* [Task item]: Scan the lines below; pull out those with "instance".

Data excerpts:

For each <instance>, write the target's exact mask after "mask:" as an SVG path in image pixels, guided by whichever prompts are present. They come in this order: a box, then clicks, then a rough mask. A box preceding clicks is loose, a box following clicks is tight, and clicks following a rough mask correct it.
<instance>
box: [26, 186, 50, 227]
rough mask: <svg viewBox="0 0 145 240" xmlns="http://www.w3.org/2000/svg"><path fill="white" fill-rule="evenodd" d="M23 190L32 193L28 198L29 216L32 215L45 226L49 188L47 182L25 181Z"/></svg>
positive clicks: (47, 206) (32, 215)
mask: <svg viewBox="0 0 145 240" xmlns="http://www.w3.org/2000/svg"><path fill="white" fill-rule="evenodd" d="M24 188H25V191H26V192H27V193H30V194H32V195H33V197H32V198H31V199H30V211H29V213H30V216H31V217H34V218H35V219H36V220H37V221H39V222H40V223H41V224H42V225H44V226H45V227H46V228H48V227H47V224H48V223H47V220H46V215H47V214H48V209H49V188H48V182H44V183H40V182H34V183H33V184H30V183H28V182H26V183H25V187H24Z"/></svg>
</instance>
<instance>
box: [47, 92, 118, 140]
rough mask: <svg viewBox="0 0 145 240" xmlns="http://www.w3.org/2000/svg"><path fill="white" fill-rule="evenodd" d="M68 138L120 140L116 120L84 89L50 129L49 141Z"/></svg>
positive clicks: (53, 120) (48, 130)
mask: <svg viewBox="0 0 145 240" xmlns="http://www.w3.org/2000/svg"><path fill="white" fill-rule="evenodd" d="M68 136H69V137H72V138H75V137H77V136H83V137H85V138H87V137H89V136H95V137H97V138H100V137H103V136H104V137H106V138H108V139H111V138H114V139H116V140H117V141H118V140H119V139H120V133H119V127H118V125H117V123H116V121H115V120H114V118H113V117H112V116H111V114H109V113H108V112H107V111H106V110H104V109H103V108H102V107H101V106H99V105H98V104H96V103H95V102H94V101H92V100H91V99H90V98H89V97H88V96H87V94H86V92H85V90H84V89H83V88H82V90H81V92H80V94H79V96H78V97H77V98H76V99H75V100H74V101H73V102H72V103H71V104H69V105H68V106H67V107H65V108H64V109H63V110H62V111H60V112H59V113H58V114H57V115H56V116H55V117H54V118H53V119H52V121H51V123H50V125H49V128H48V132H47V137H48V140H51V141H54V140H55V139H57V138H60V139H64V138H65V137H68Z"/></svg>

* [Task answer]:
For each <instance>, write the target's exact mask after "mask:" as an SVG path in image pixels, guided by whichever prompts are present. They come in this order: a box, then clicks, then a rough mask. A box preceding clicks is loose, a box following clicks is tight, and clicks following a rough mask correct it.
<instance>
</instance>
<instance>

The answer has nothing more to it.